-- start --
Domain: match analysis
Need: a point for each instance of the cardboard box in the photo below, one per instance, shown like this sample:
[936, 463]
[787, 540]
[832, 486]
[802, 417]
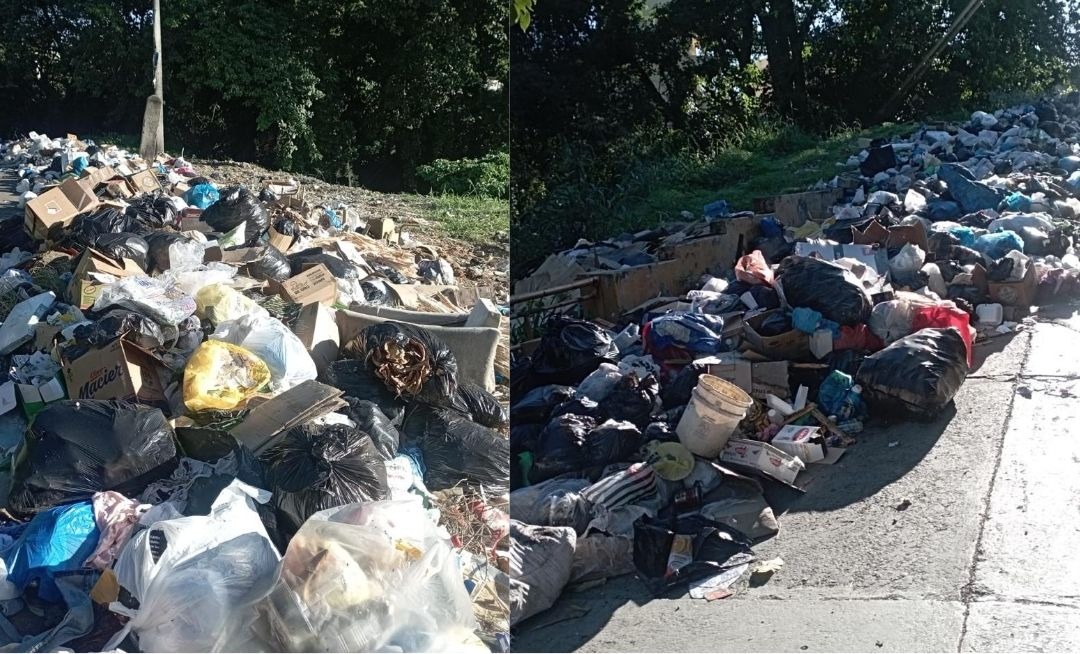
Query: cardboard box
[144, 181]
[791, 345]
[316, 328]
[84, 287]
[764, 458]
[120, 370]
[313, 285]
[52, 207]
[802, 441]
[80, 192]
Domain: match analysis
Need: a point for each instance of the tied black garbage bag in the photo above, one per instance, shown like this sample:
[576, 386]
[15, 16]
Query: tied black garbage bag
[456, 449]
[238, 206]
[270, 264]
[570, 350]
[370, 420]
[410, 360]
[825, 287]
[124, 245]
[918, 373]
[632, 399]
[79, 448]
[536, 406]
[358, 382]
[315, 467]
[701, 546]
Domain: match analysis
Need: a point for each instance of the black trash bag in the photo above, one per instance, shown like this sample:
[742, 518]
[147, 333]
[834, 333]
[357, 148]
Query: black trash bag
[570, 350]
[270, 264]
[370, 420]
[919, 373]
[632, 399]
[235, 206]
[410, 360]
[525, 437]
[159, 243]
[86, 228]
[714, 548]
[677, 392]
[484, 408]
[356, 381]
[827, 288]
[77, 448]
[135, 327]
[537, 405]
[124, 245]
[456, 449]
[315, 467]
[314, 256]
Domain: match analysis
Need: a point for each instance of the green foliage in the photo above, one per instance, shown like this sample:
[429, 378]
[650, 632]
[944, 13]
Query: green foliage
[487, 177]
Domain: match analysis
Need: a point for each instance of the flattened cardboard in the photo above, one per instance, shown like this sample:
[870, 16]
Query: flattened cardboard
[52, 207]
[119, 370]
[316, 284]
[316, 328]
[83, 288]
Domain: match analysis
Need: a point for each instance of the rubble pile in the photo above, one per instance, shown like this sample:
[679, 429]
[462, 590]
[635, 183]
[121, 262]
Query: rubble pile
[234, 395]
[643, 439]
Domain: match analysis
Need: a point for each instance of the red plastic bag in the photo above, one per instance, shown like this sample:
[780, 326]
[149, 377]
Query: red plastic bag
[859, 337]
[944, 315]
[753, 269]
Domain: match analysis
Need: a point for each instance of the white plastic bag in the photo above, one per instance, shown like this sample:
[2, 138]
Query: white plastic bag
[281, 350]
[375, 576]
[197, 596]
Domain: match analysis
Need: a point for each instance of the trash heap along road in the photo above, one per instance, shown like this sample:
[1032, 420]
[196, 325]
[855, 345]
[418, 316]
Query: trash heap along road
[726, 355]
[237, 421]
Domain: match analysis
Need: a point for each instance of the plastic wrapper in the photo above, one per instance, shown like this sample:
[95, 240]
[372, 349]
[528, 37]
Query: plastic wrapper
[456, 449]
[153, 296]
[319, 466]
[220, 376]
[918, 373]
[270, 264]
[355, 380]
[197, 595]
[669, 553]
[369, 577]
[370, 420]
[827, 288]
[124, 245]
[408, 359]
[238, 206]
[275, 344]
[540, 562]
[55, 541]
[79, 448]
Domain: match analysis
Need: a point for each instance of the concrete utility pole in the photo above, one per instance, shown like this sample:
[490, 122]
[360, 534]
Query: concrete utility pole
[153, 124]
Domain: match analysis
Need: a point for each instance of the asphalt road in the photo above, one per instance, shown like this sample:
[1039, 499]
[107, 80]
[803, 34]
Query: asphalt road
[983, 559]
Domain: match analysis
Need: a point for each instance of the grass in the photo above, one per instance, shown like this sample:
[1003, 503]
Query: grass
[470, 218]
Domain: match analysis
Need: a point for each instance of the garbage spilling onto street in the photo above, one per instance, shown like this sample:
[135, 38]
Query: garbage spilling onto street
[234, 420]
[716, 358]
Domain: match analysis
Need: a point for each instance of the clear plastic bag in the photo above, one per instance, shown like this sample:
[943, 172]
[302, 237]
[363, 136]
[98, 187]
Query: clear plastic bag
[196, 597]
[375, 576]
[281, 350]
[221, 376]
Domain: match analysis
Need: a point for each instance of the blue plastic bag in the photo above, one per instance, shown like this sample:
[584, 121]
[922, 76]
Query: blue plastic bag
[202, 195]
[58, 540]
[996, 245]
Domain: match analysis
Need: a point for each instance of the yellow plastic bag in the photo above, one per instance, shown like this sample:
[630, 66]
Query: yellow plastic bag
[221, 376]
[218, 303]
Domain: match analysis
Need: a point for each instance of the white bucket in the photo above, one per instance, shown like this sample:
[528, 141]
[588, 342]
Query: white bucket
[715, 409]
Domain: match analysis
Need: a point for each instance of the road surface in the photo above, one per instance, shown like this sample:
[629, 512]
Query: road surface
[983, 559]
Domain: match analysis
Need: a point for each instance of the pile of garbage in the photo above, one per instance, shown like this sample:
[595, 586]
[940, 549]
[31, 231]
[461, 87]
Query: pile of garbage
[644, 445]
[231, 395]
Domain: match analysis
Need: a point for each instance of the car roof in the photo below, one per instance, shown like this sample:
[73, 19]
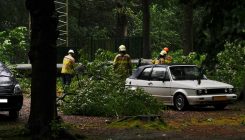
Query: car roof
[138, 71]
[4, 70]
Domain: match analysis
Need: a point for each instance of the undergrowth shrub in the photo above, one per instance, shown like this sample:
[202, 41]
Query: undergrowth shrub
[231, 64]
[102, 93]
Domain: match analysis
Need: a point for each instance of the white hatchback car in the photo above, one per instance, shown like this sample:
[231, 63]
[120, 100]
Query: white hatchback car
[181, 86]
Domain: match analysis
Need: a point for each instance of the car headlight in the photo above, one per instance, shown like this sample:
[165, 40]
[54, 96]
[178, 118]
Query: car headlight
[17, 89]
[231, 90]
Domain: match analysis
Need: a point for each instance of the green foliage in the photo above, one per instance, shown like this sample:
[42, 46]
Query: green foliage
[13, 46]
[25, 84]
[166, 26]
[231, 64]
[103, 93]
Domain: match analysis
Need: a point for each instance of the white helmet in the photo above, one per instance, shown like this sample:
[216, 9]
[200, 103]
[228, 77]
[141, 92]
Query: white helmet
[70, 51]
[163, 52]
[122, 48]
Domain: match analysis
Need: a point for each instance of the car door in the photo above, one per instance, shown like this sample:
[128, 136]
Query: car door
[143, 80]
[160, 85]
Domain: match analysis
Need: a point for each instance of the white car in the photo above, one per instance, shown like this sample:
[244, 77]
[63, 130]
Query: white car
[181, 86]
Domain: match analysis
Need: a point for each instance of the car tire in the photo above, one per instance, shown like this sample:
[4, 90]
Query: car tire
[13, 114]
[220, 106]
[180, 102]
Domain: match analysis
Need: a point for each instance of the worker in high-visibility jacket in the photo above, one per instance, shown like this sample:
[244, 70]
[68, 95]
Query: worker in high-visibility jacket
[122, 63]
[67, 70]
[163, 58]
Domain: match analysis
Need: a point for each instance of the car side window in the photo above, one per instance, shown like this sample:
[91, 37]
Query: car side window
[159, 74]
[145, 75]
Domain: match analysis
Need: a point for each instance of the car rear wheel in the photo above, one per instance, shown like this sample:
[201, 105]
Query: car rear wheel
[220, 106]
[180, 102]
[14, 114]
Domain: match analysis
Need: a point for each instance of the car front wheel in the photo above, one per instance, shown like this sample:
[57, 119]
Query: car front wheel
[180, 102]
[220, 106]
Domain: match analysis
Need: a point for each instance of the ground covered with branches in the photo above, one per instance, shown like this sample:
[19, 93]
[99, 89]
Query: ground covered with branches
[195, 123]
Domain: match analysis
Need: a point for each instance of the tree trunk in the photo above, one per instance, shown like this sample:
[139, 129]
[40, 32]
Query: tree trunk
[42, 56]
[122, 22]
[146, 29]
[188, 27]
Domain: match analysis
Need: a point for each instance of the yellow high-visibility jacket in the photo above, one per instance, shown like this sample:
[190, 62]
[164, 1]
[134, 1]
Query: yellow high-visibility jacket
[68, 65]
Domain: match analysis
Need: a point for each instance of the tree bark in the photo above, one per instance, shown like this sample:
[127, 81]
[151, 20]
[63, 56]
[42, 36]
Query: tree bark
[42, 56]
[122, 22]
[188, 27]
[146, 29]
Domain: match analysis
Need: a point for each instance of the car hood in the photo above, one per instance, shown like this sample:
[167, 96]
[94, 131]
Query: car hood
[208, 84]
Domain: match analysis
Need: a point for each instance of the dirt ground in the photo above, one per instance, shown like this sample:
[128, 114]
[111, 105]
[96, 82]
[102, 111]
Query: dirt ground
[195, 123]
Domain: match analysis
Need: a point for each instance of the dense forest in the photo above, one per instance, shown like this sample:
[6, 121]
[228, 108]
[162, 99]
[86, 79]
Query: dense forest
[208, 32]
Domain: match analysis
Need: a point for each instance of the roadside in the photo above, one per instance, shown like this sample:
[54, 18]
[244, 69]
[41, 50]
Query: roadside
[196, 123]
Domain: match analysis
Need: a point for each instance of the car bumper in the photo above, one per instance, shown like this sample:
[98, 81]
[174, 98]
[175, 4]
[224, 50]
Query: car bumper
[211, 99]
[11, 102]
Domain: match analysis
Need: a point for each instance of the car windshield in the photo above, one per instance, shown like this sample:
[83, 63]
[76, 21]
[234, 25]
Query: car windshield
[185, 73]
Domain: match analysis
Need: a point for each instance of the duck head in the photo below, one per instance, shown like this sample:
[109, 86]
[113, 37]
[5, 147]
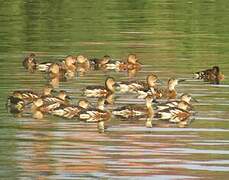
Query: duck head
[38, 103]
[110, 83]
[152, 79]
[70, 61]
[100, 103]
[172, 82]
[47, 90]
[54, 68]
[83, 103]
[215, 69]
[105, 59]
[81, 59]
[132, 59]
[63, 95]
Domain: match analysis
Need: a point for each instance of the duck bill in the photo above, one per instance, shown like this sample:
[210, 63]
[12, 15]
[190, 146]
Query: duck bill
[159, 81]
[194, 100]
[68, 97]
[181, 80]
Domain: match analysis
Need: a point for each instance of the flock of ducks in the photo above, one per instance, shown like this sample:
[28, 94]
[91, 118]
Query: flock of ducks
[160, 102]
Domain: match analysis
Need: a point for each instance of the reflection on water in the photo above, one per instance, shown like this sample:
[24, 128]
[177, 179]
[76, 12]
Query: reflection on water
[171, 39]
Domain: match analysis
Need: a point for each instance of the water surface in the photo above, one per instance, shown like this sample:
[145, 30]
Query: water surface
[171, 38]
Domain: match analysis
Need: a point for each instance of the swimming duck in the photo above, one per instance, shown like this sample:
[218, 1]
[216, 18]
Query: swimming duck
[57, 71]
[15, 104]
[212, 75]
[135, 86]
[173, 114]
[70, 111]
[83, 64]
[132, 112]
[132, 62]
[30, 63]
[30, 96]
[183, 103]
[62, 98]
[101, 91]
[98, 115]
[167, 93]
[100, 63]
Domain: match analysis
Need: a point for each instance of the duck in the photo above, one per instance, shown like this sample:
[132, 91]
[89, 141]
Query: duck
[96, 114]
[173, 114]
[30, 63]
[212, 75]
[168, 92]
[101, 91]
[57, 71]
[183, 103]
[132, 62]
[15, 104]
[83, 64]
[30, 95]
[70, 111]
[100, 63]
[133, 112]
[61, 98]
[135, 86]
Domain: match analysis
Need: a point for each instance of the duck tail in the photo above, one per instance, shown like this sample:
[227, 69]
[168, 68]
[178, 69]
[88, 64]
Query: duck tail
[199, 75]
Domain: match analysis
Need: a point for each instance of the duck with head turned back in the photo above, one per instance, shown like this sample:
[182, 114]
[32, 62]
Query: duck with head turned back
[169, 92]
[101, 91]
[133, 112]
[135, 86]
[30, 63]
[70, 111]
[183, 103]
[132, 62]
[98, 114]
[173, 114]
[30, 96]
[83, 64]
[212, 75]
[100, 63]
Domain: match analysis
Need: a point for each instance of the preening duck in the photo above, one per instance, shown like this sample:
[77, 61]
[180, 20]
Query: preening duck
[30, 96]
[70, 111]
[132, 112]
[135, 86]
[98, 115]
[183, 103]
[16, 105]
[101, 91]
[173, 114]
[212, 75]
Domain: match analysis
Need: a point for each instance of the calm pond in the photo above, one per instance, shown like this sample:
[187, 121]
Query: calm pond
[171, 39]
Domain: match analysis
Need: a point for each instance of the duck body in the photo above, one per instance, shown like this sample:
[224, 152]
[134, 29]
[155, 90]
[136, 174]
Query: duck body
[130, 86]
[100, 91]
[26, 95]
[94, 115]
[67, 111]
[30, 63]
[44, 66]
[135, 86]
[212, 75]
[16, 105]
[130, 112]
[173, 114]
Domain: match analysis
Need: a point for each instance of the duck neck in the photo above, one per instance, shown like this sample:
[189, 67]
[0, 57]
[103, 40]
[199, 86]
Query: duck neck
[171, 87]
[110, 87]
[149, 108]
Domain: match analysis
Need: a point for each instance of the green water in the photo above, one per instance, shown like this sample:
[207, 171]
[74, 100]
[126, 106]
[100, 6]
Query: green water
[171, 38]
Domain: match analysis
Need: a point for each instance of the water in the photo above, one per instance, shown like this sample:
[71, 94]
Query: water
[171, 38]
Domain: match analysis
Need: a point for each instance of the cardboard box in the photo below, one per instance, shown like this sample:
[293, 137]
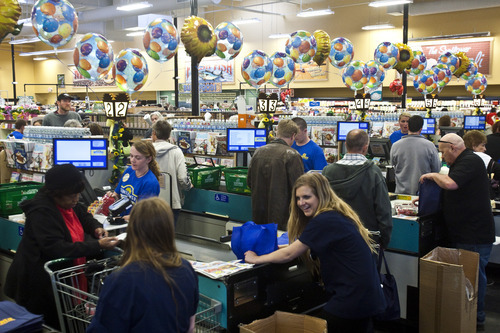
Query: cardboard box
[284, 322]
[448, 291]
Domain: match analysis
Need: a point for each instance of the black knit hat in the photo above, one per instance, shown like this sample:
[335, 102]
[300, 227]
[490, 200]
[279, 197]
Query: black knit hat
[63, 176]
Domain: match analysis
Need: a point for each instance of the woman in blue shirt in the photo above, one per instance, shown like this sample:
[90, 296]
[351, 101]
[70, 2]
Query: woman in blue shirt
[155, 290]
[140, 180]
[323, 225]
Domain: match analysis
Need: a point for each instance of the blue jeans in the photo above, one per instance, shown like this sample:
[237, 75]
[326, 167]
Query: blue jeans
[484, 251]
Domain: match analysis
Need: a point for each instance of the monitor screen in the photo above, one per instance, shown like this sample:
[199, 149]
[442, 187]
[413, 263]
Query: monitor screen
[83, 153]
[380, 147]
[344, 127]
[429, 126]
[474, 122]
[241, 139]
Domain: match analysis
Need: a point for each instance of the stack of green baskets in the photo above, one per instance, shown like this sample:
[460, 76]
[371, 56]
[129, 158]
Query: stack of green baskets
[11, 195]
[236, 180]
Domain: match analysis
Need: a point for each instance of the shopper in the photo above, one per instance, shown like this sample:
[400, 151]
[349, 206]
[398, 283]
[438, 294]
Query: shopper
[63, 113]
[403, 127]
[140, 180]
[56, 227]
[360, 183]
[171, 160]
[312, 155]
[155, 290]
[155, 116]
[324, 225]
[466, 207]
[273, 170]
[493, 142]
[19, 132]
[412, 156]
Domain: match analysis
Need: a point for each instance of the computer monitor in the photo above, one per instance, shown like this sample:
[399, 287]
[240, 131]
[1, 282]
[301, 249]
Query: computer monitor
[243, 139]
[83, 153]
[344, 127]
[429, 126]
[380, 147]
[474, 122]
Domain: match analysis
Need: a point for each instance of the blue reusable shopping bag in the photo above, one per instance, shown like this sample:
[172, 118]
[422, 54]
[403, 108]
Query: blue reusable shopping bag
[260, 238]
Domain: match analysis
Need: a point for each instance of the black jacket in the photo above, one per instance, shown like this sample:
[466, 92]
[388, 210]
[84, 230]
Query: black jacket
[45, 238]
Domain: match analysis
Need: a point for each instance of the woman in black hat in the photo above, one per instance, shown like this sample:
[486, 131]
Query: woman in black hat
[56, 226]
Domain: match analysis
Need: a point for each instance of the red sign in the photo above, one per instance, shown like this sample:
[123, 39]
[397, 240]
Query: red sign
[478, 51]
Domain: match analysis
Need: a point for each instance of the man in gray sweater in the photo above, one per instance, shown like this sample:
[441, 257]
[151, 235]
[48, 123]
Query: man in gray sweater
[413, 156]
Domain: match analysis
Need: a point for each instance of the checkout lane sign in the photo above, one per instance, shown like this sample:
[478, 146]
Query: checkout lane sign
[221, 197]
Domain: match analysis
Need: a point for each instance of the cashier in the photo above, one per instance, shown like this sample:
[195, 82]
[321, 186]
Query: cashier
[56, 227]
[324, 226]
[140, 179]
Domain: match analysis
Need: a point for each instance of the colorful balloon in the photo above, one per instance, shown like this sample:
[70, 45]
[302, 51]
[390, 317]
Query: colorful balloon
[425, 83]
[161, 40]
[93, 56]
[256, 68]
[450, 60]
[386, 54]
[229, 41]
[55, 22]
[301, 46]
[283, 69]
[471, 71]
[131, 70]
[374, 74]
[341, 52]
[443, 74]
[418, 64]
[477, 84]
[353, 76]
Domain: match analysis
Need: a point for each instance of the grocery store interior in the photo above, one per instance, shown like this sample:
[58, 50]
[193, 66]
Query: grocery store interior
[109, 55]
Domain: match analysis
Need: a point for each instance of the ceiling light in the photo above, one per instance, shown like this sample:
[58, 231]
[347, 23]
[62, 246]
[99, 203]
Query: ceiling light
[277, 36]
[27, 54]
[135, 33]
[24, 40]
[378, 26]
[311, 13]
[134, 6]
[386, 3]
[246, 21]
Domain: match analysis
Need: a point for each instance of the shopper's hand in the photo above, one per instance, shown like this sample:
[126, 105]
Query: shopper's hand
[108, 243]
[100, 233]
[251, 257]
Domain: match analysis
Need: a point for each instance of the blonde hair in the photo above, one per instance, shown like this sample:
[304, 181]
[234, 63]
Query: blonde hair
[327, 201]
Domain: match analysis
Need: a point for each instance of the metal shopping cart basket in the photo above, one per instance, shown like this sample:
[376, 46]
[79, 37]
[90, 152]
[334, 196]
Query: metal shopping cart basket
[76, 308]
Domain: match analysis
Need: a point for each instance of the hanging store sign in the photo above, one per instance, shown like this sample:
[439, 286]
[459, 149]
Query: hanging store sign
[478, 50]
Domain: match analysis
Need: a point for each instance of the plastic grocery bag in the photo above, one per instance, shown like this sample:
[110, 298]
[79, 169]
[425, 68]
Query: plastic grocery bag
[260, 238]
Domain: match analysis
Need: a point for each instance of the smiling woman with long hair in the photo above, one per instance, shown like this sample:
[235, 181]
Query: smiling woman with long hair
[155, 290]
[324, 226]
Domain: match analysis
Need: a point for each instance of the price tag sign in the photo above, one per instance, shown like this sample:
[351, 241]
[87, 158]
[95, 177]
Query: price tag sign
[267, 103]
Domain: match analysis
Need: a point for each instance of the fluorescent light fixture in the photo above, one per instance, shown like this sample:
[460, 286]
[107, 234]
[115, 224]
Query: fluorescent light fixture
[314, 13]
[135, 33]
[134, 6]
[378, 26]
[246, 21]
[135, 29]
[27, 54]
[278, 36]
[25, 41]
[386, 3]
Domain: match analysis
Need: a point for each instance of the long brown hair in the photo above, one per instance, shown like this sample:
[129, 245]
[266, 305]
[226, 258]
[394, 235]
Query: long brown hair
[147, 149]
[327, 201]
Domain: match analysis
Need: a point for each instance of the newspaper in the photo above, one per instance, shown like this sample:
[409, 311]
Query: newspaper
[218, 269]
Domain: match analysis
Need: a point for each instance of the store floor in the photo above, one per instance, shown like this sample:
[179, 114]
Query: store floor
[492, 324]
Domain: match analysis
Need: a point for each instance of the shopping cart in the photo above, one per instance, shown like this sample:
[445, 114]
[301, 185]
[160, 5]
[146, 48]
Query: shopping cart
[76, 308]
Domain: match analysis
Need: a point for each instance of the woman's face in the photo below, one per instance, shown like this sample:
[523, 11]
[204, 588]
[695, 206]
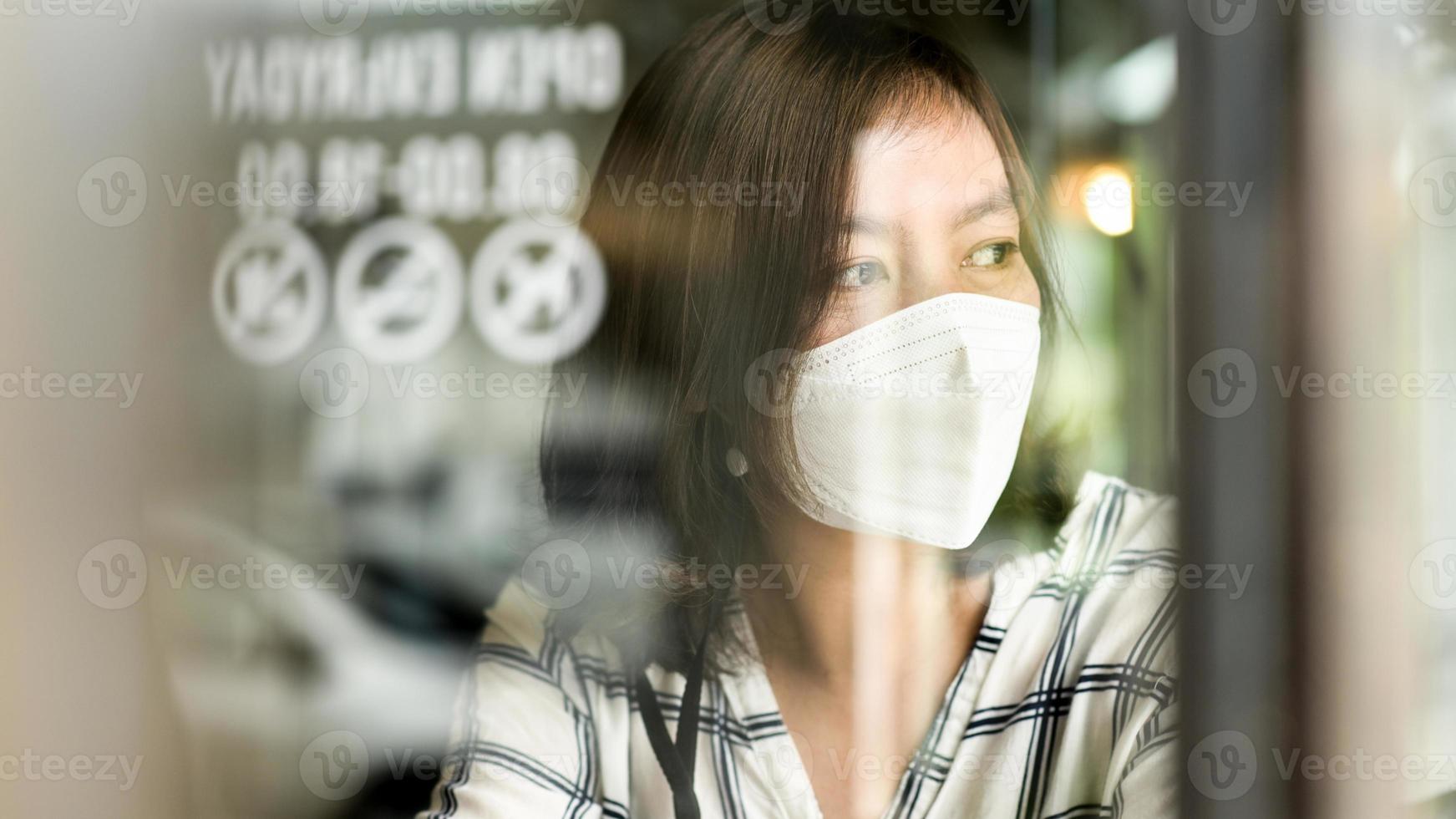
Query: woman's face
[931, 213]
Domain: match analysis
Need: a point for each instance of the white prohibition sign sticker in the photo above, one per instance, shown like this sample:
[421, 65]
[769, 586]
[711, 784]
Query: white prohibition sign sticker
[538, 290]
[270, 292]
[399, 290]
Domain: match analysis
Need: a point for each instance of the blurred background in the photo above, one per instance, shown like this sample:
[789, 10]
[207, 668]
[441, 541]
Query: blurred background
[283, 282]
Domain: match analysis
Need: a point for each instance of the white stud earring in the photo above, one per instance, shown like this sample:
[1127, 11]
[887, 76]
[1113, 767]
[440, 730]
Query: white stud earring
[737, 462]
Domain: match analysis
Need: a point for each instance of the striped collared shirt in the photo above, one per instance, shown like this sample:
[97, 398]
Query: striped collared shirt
-- end --
**SET EXERCISE:** Count the lines in the items above that contain the string "baskets", treating uppercase and lowercase as different, and reply with only the number.

**EXERCISE OUTPUT:** 2